Exercise materials
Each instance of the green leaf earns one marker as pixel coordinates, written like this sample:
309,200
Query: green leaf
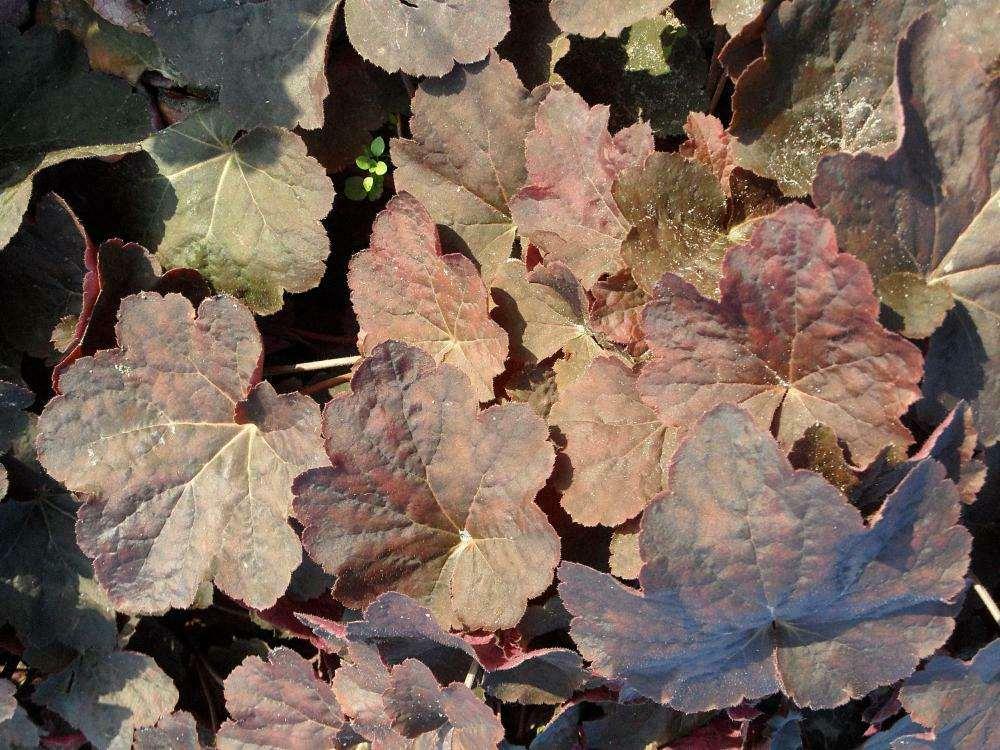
245,212
354,189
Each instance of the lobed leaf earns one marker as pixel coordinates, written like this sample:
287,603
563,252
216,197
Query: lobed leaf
54,108
186,456
405,288
428,496
466,159
795,340
924,218
425,38
266,59
762,579
566,209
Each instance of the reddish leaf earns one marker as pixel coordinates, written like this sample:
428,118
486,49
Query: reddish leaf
758,578
280,703
466,159
959,701
429,497
404,288
186,458
795,340
566,209
114,271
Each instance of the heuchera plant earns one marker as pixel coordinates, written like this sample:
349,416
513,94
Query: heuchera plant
647,400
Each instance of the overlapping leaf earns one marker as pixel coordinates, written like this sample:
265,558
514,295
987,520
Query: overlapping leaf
566,209
617,446
116,270
425,38
958,701
267,59
924,218
405,288
466,159
244,211
47,587
186,456
279,703
795,339
428,496
823,85
108,697
54,108
592,19
760,579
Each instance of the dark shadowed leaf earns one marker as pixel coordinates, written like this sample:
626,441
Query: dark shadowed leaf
566,209
16,728
759,579
186,456
47,587
114,271
795,340
248,210
466,159
266,59
108,696
429,497
405,288
925,218
617,445
959,701
175,732
53,108
41,277
823,85
425,38
362,99
280,703
589,18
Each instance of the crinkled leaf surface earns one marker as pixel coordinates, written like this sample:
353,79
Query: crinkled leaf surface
590,18
959,701
116,270
428,496
280,703
566,209
108,696
362,99
175,732
187,458
47,587
796,332
246,213
617,446
53,108
426,37
403,287
16,727
823,85
267,59
41,277
466,159
760,579
925,218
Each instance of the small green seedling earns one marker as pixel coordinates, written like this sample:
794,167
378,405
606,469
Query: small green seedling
369,186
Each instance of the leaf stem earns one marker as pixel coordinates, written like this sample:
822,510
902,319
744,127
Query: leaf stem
986,598
320,364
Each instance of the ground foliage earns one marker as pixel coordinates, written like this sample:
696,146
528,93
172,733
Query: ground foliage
546,374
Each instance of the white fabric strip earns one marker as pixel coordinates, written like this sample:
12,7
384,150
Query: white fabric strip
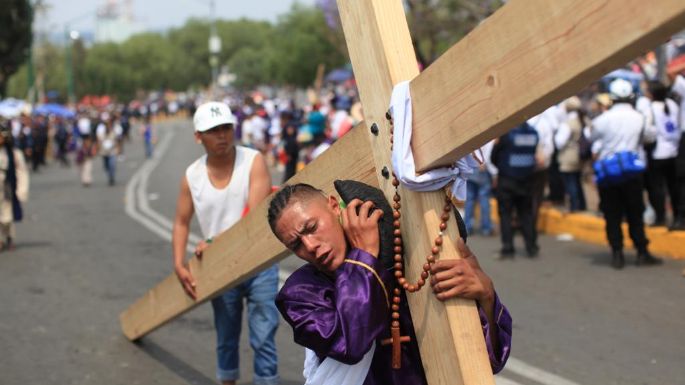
332,372
403,158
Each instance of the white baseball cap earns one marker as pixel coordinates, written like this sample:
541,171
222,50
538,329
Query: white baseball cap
620,89
212,114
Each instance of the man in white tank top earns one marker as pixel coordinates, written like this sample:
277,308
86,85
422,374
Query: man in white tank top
219,187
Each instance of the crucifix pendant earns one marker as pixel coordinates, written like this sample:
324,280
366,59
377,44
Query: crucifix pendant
395,339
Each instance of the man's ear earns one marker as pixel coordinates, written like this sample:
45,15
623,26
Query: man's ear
334,205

Work to complete
Pull out every line of the entries above verbatim, leaving out the pictures.

Answer below
Each instance of the green leaf earns one marker as pixel coordinates, written like this sample:
309,200
Query: green leaf
245,212
354,189
Each instance of the lobed leaf earns one marker as pixel coordinates, written like this sample:
287,603
563,252
216,197
Query: lobed leaf
54,108
186,456
405,288
428,496
466,159
795,340
924,218
425,38
266,59
762,579
566,209
Each instance of the reddish leaf earns one marker as pixel coordinates, written like this sample:
428,118
486,49
Query: reddish leaf
758,578
280,703
466,159
959,701
429,497
404,288
186,458
795,340
566,209
114,271
Each instance of the heuchera plant earns one marker as pixel coordinates, written like this sample:
349,416
513,94
Query: heuchera plant
647,400
Each instance of the overlapping leaf earns one marker as pixel coordinates, written like this sample:
265,558
514,295
987,520
Query: overlapping leaf
566,209
617,446
116,270
425,38
958,701
267,59
924,218
405,288
466,159
244,211
47,587
186,456
279,703
795,339
428,496
823,85
108,697
54,108
592,19
760,579
Each instance of the dark shadowed leaf earns one marker as pixel coordinates, written like this sample:
626,441
Query: dark shadowed leaf
566,209
16,728
759,579
186,456
47,587
114,271
795,340
248,210
466,159
266,59
108,696
429,497
405,288
925,218
617,445
959,701
175,732
53,108
41,277
823,85
425,38
362,99
280,703
589,18
Each instance of the crinkled leaf surface earns one marker as pixel coordinates, written like this sample:
353,79
Query: crinkled leaf surface
590,18
959,701
116,270
428,496
280,703
566,209
108,696
362,99
175,732
187,458
47,587
796,332
246,213
617,446
53,108
426,37
403,287
16,727
823,85
267,59
41,277
466,159
760,579
925,218
Each instance of the small green seedling earns one marker as pixel coordinates, written like this sample:
794,167
378,405
606,469
Query: small green seedling
369,186
Each instance of the leaf stem earns one marker as pixel coordinates, written like this sample:
822,510
902,319
744,127
Query: leaf stem
986,598
320,364
Each instance of the ground foliage earns one marker as pixel coordinates, written like this sample:
696,146
528,93
172,733
Query: ground foliage
546,374
Each instance of the white fabric strip earns one marker as pixel coordinates, written like this sample:
12,7
384,150
Query: white fabric strip
332,372
403,158
Each instance of the white baseball cap earns one marker as pixel coordinates, written like this sample:
541,171
222,50
538,329
Query: white baseball cap
620,89
212,114
Each instance of the man in white tank top earns one marker as pixel coordinates, written like this sample:
277,308
86,85
422,374
Query: man in white tank top
219,187
Each instance of the crucifix pendant earns one marker as pixel coordinates, written like this sample:
324,280
366,59
377,44
Query: crucifix pendant
395,339
Each instance of the man's ear earns one marker as pixel coordinates, written like this sample:
45,15
623,26
Query: man's ear
334,205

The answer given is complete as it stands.